Job
Which lines in the entries below contain the string "target"? Return each of those lines, copied in full.

Input records
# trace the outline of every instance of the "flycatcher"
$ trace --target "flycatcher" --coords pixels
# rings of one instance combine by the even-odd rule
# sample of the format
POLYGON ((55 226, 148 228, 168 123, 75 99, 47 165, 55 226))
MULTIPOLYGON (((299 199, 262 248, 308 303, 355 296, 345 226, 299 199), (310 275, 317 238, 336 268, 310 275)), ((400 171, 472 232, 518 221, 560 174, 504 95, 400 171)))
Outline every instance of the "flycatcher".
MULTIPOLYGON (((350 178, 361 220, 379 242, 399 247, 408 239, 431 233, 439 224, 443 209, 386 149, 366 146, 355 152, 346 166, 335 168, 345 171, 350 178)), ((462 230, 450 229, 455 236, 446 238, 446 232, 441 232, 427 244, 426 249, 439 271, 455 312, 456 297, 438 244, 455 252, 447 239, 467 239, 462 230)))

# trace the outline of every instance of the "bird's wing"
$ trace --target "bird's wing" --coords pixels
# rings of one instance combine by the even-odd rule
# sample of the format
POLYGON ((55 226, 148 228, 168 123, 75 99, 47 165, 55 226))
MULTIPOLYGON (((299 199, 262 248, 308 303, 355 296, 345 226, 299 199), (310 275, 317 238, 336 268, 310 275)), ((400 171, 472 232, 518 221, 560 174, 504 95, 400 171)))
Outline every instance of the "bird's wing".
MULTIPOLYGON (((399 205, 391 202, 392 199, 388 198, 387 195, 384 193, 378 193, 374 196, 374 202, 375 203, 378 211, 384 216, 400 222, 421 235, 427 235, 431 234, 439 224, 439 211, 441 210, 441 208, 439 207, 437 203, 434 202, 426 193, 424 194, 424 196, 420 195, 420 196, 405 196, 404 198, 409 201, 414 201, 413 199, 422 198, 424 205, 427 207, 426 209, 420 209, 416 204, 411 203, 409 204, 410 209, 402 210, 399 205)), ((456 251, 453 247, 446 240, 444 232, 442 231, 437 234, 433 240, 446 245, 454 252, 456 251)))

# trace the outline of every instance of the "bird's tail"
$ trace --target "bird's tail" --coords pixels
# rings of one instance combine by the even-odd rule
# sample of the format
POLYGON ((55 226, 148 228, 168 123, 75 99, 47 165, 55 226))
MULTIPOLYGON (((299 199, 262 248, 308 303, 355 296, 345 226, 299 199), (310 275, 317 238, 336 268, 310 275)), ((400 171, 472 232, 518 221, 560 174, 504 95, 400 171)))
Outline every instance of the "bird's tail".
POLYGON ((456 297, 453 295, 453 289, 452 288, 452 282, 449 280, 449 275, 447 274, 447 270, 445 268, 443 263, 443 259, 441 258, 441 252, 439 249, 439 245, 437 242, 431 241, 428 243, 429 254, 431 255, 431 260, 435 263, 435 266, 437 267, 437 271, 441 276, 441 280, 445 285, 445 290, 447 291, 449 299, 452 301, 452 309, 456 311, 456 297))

Written solution
$ trace --target "flycatcher" --coords pixels
$ trace --target "bird's wing" --coords pixels
$ trace --target "bird's tail" --coords pixels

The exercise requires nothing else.